## EXCERPTED TEXT
+-------+

He said he hopes to see synagogues full of congregants in the coming days, weeks and months. “A little bit of light pushes away a lot of darkness. We need a lot of light now,” he said quoting an old Jewish proverb.

Truer words were never spoken.

In a subsequent essay published in the New York Times, Rabbi Goldstein underscored that message. He detailed the horrific events in his synagogue, noting “… after the massacre in Pittsburgh, we had community training.”

Training in how to survive a massacre in a house of worship.

We have seen these hate-driven crimes recently not just in synagogues and not just in America but in mosques in New Zealand and churches in Sri Lanka.

Everywhere, it seems, messages of love are threatened by purveyors of hate.

In Pittsburgh — my hometown — the wounds are still fresh. And yet hundreds have gathered time and time again in recent weeks in solidarity with the victims of hate crimes elsewhere.

There was a vigil after the New Zealand massacre and another after Sri Lanka. And when word reached Pittsburgh of the Chabad shooting, they gathered again by the Tree of Life building to offer prayers for the dead.

Rabbi Jeffrey Myers — who survived the October 27th massacre —  said “we stand here yet again at this corner as one united community.”

That is the essence of Pittsburgh — that feeling of unity, of people putting their arms around each other in times of both joy and sorrow and finding strength.

And now Pittsburgh has become a focus of the 2020 U.S. presidential campaign.

Former Vice President Joe Biden held his first official rally of the campaign there — choosing a labor union hall on the Allegheny River for the big event. Surrounded by supporters in brightly colored union t-shirts, he made an appeal on both moral and economic grounds.

The packed union hall greeted him with cheers of “we want Joe!” He responded by saying that Pennsylvania is crucial: “If I’m going to beat Donald Trump in 2020, it is going to happen here.”

And with those words, Joe Biden — who was raised in the eastern part of the state — challenged the president on the very turf he turned Republican blue in 2016, hitting hard in a part of the country that provided Donald Trump’s margin of victory.

+-------+

## INSTRUCTION 1
Where did Joe Biden hold his first official campaign rally, according to the excerpt about Pittsburgh?

+-------+

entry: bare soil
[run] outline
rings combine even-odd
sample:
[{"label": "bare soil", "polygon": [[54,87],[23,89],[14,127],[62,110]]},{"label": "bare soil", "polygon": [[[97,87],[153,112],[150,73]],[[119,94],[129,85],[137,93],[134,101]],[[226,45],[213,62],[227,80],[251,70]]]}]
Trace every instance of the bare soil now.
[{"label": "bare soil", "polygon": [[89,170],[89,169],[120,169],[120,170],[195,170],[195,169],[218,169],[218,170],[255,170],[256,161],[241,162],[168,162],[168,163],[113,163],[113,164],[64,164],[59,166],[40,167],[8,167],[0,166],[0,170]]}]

+-------+

## INSTRUCTION 2
Please update the records by changing "even-odd" to "nonzero" and leaving everything else as it is.

## TASK OUTPUT 1
In a labor union hall on the Allegheny River in Pittsburgh.

## TASK OUTPUT 2
entry: bare soil
[run] outline
rings combine nonzero
sample:
[{"label": "bare soil", "polygon": [[54,87],[23,89],[14,127],[62,110]]},{"label": "bare soil", "polygon": [[[97,87],[153,112],[150,73]],[[119,94],[129,85],[137,93],[134,101]],[[226,45],[213,62],[227,80],[251,70]]]}]
Trace every instance of the bare soil now.
[{"label": "bare soil", "polygon": [[89,170],[89,169],[120,169],[120,170],[195,170],[195,169],[218,169],[218,170],[255,170],[256,161],[241,162],[168,162],[168,163],[113,163],[113,164],[64,164],[59,166],[40,167],[8,167],[0,166],[0,170]]}]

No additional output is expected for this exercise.